Exercise
Below is a set of records. Repeat all of them exactly.

Dataset
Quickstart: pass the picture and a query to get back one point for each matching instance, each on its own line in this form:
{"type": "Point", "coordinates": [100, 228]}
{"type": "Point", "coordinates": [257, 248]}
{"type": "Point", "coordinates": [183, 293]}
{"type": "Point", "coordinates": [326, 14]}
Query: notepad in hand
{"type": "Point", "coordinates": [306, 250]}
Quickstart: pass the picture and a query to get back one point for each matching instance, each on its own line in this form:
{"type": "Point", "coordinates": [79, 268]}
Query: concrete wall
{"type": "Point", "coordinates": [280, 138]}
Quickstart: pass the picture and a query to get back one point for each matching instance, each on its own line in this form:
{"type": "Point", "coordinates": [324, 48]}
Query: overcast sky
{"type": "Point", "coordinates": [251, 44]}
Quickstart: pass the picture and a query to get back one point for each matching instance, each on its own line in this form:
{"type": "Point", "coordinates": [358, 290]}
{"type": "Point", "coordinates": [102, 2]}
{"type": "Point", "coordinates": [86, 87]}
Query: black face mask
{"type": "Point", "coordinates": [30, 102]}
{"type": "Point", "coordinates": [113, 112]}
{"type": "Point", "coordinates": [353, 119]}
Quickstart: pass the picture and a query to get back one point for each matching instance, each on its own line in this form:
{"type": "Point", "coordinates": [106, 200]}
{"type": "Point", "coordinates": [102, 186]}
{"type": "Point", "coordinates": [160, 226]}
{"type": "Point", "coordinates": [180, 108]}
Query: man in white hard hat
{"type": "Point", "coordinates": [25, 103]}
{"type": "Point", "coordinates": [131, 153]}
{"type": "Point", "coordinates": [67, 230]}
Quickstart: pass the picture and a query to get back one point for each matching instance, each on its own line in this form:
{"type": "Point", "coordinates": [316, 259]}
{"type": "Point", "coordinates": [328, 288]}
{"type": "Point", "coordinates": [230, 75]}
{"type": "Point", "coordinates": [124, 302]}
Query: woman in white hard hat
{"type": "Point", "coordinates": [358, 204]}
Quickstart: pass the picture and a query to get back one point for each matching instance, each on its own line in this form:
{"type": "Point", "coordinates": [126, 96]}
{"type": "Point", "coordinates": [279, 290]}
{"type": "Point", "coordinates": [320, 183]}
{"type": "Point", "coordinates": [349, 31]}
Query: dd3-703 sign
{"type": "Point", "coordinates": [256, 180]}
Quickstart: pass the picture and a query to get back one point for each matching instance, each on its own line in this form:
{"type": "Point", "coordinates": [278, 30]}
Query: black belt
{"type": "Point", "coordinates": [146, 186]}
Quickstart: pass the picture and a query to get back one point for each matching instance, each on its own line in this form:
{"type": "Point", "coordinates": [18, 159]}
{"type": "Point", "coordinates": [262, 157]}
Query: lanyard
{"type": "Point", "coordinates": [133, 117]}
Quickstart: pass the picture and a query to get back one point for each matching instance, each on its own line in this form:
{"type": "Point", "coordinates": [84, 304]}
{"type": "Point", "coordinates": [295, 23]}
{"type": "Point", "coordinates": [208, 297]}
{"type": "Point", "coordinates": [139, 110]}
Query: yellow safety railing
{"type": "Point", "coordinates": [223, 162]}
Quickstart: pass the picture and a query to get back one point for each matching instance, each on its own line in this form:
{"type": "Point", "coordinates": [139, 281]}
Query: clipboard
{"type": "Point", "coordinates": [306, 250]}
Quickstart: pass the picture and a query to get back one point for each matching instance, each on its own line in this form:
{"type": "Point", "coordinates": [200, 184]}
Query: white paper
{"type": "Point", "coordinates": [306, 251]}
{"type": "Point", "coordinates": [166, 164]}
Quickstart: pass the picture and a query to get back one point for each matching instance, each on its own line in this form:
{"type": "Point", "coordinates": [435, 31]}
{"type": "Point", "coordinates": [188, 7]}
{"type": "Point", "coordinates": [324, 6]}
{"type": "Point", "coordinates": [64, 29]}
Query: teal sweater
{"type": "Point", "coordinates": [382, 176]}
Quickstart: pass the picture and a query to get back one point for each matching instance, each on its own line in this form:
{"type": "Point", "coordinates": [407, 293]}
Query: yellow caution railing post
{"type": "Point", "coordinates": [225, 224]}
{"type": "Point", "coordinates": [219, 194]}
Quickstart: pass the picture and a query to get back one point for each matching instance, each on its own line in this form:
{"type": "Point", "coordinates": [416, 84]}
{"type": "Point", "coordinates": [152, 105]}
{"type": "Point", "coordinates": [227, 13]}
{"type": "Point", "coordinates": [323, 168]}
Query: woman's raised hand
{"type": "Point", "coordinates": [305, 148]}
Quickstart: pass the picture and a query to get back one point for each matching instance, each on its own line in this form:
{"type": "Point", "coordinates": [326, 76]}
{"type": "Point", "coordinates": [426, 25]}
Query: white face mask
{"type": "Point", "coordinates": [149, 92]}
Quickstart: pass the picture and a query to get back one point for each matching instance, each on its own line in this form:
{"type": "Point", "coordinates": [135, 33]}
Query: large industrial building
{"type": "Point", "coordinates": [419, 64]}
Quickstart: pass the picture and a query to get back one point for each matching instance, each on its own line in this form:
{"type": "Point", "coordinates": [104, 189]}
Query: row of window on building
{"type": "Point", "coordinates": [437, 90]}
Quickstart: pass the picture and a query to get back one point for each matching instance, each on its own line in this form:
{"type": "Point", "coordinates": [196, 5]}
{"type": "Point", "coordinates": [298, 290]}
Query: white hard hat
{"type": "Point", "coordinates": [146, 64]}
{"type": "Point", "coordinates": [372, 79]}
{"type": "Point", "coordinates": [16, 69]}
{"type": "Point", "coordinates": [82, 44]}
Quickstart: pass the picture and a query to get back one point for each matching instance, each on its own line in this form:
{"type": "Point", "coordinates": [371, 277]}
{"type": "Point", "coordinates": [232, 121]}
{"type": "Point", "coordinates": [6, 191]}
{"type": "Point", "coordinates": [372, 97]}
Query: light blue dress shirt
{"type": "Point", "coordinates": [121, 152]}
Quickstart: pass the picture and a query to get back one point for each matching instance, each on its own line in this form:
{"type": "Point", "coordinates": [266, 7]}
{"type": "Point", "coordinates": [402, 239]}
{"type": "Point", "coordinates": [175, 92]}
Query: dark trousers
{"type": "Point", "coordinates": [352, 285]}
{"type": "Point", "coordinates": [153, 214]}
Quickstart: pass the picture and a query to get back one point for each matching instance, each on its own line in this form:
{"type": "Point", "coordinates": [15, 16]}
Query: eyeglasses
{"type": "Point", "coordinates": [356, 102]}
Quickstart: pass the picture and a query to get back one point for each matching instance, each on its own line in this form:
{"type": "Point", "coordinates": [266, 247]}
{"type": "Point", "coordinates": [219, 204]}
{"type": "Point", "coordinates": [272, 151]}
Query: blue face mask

Exercise response
Quickstart: pass the picture and a query to get back one point for each matching instance, each on its own line in this form:
{"type": "Point", "coordinates": [100, 228]}
{"type": "Point", "coordinates": [257, 248]}
{"type": "Point", "coordinates": [183, 293]}
{"type": "Point", "coordinates": [326, 14]}
Query: notepad in hand
{"type": "Point", "coordinates": [306, 250]}
Quickstart: pass the picture and a query to get back one point for each matching instance, each on its own line in this form:
{"type": "Point", "coordinates": [79, 268]}
Query: concrete wall
{"type": "Point", "coordinates": [280, 138]}
Quickstart: pass the picture and a query to get back one point for each matching instance, each on its own line in this form:
{"type": "Point", "coordinates": [324, 48]}
Query: overcast sky
{"type": "Point", "coordinates": [251, 44]}
Quickstart: pass the picture and a query to get back one point for each matching instance, each on its own line in this form:
{"type": "Point", "coordinates": [358, 290]}
{"type": "Point", "coordinates": [102, 2]}
{"type": "Point", "coordinates": [86, 87]}
Query: black face mask
{"type": "Point", "coordinates": [30, 102]}
{"type": "Point", "coordinates": [113, 112]}
{"type": "Point", "coordinates": [353, 119]}
Quickstart: pass the picture and a query to get back one point for each matching instance, each on its own line in this form:
{"type": "Point", "coordinates": [106, 200]}
{"type": "Point", "coordinates": [102, 186]}
{"type": "Point", "coordinates": [160, 226]}
{"type": "Point", "coordinates": [180, 108]}
Query: man in white hard hat
{"type": "Point", "coordinates": [25, 103]}
{"type": "Point", "coordinates": [131, 153]}
{"type": "Point", "coordinates": [67, 230]}
Quickstart: pass the picture and a query to get back one point for each matching instance, each on its own line in this form:
{"type": "Point", "coordinates": [316, 259]}
{"type": "Point", "coordinates": [328, 288]}
{"type": "Point", "coordinates": [230, 75]}
{"type": "Point", "coordinates": [124, 302]}
Query: woman in white hard hat
{"type": "Point", "coordinates": [358, 204]}
Quickstart: pass the picture and a query to get back one point for each matching instance, each on its own line in this form:
{"type": "Point", "coordinates": [126, 96]}
{"type": "Point", "coordinates": [279, 290]}
{"type": "Point", "coordinates": [320, 183]}
{"type": "Point", "coordinates": [349, 31]}
Query: dd3-703 sign
{"type": "Point", "coordinates": [256, 180]}
Quickstart: pass the picture and a query to get back one point for each matching instance, each on its own line in this form:
{"type": "Point", "coordinates": [278, 30]}
Query: black belt
{"type": "Point", "coordinates": [146, 186]}
Quickstart: pass the picture and a query to get back one point for each matching instance, each on its own line in this form:
{"type": "Point", "coordinates": [18, 159]}
{"type": "Point", "coordinates": [262, 157]}
Query: lanyard
{"type": "Point", "coordinates": [133, 117]}
Quickstart: pass the picture and a query to get back one point for each matching instance, each on its own line in this form:
{"type": "Point", "coordinates": [84, 304]}
{"type": "Point", "coordinates": [295, 23]}
{"type": "Point", "coordinates": [208, 297]}
{"type": "Point", "coordinates": [139, 110]}
Query: yellow safety railing
{"type": "Point", "coordinates": [223, 162]}
Quickstart: pass the picture and a query to get back one point for each matching instance, each on its own line in this form:
{"type": "Point", "coordinates": [139, 281]}
Query: clipboard
{"type": "Point", "coordinates": [306, 250]}
Quickstart: pass the picture and a query to get back one point for each matching instance, each on its own line in this form:
{"type": "Point", "coordinates": [200, 184]}
Query: white paper
{"type": "Point", "coordinates": [306, 251]}
{"type": "Point", "coordinates": [166, 164]}
Quickstart: pass the picture and a query to get back one point for each matching instance, each on its own line in this form:
{"type": "Point", "coordinates": [435, 31]}
{"type": "Point", "coordinates": [188, 7]}
{"type": "Point", "coordinates": [324, 6]}
{"type": "Point", "coordinates": [64, 29]}
Query: teal sweater
{"type": "Point", "coordinates": [382, 176]}
Quickstart: pass the picture and a query to get back one point for each matching instance, each on its own line in this form:
{"type": "Point", "coordinates": [407, 293]}
Query: yellow caution railing post
{"type": "Point", "coordinates": [225, 224]}
{"type": "Point", "coordinates": [219, 194]}
Quickstart: pass the picture and a query to get back one point for each matching instance, each on its own line in this form:
{"type": "Point", "coordinates": [416, 84]}
{"type": "Point", "coordinates": [152, 105]}
{"type": "Point", "coordinates": [227, 13]}
{"type": "Point", "coordinates": [323, 168]}
Query: woman's raised hand
{"type": "Point", "coordinates": [305, 148]}
Quickstart: pass the picture and a query to get back one point for each matching instance, each on its own line in this form:
{"type": "Point", "coordinates": [326, 76]}
{"type": "Point", "coordinates": [426, 25]}
Query: white face mask
{"type": "Point", "coordinates": [149, 92]}
Quickstart: pass the picture and a query to get back one point for each matching instance, each on its own line in this form:
{"type": "Point", "coordinates": [135, 33]}
Query: large industrial building
{"type": "Point", "coordinates": [419, 64]}
Quickstart: pass the picture and a query to get back one point for each matching instance, each on its own line in this form:
{"type": "Point", "coordinates": [104, 189]}
Query: row of window on building
{"type": "Point", "coordinates": [437, 90]}
Quickstart: pass the picture and a query to get back one point for each matching instance, each on its own line in this form:
{"type": "Point", "coordinates": [196, 5]}
{"type": "Point", "coordinates": [298, 290]}
Query: white hard hat
{"type": "Point", "coordinates": [146, 64]}
{"type": "Point", "coordinates": [372, 79]}
{"type": "Point", "coordinates": [16, 69]}
{"type": "Point", "coordinates": [82, 44]}
Quickstart: pass the picture and a query to get back one point for each matching instance, each on its own line in this form:
{"type": "Point", "coordinates": [371, 277]}
{"type": "Point", "coordinates": [232, 121]}
{"type": "Point", "coordinates": [6, 191]}
{"type": "Point", "coordinates": [372, 97]}
Query: light blue dress shirt
{"type": "Point", "coordinates": [121, 152]}
Quickstart: pass the picture and a query to get back one point for each matching instance, each on its own line in this form:
{"type": "Point", "coordinates": [266, 7]}
{"type": "Point", "coordinates": [402, 239]}
{"type": "Point", "coordinates": [175, 92]}
Query: dark trousers
{"type": "Point", "coordinates": [352, 285]}
{"type": "Point", "coordinates": [153, 214]}
Quickstart: pass the picture and a query to get back one point for each matching instance, each on its own line in this form:
{"type": "Point", "coordinates": [15, 16]}
Query: eyeglasses
{"type": "Point", "coordinates": [356, 102]}
Quickstart: pass the picture and a query to get back one point for each matching instance, each on its own line in this form:
{"type": "Point", "coordinates": [266, 247]}
{"type": "Point", "coordinates": [219, 204]}
{"type": "Point", "coordinates": [272, 151]}
Query: blue face mask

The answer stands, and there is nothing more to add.